## [YOUR OBJECTIVE]
List every line in the records that contains the word "pier", copying each line in full.

## [RECORDS FOR THE EXERCISE]
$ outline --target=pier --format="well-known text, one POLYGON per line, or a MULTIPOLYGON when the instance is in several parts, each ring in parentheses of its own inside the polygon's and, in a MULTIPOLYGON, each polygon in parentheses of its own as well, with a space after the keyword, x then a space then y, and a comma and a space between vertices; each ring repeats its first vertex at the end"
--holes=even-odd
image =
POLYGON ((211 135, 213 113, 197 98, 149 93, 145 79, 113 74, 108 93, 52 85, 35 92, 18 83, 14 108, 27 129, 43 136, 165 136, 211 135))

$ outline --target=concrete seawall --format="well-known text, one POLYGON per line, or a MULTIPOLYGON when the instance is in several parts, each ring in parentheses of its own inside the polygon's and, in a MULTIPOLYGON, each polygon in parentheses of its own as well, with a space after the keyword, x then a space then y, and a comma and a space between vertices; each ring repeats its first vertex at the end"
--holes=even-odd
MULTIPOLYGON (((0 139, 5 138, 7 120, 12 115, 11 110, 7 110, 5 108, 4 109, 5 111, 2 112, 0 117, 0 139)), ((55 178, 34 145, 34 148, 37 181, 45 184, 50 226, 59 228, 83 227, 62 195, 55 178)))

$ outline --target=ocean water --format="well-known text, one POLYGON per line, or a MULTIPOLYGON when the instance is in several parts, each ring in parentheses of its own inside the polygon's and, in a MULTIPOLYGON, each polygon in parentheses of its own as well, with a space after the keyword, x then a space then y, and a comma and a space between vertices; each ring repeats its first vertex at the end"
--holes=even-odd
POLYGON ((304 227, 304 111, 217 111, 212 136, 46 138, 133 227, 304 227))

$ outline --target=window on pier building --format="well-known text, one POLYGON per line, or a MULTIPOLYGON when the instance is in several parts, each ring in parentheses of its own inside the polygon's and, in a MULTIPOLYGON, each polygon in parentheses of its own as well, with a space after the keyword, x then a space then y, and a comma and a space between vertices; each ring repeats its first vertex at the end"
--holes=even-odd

* * *

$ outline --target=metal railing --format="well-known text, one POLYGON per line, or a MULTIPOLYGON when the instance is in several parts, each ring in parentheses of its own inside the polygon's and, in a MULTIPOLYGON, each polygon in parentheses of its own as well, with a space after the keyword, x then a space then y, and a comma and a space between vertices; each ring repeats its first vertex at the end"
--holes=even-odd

---

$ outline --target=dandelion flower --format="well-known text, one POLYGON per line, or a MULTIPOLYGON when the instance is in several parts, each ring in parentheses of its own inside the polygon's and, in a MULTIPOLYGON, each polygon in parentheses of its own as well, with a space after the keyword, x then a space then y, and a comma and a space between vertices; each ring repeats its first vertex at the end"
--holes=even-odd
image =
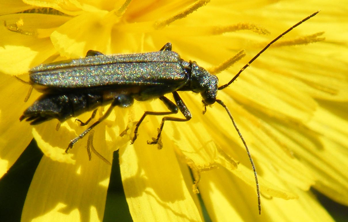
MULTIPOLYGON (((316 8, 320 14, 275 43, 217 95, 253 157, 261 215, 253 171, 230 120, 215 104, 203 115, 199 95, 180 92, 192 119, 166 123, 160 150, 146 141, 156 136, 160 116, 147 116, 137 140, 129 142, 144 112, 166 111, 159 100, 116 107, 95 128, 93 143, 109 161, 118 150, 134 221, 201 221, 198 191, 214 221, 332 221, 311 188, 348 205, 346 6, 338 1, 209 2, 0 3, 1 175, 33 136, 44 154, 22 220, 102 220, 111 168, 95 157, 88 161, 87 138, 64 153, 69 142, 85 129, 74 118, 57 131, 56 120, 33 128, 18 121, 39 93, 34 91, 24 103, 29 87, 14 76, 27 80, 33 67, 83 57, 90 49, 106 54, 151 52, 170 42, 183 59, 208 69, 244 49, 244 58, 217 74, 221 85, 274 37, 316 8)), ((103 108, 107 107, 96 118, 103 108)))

## [ANSWER IN FULL]
$ outline --target=pier --format="well-known text, one POLYGON per line, or a MULTIPOLYGON when the instance is in several parts, each ring in parentheses of its own inside the polygon's and, in a MULTIPOLYGON, each polygon in parentheses of its own as well, with a space after the keyword, x then a space then y, and a comma and a space between vertices; each ring repeats its first vertex at the end"
$ outline --target=window on pier building --format="well-known text, one POLYGON per line, or a MULTIPOLYGON when the instance is in several parts, each ring in parentheses of its own inside the polygon's and, in a MULTIPOLYGON, each polygon in parentheses of its own as well, with a space after the keyword, x then a space then y, and a comma and a space between vertices; each ring repeats its first vertex at the end"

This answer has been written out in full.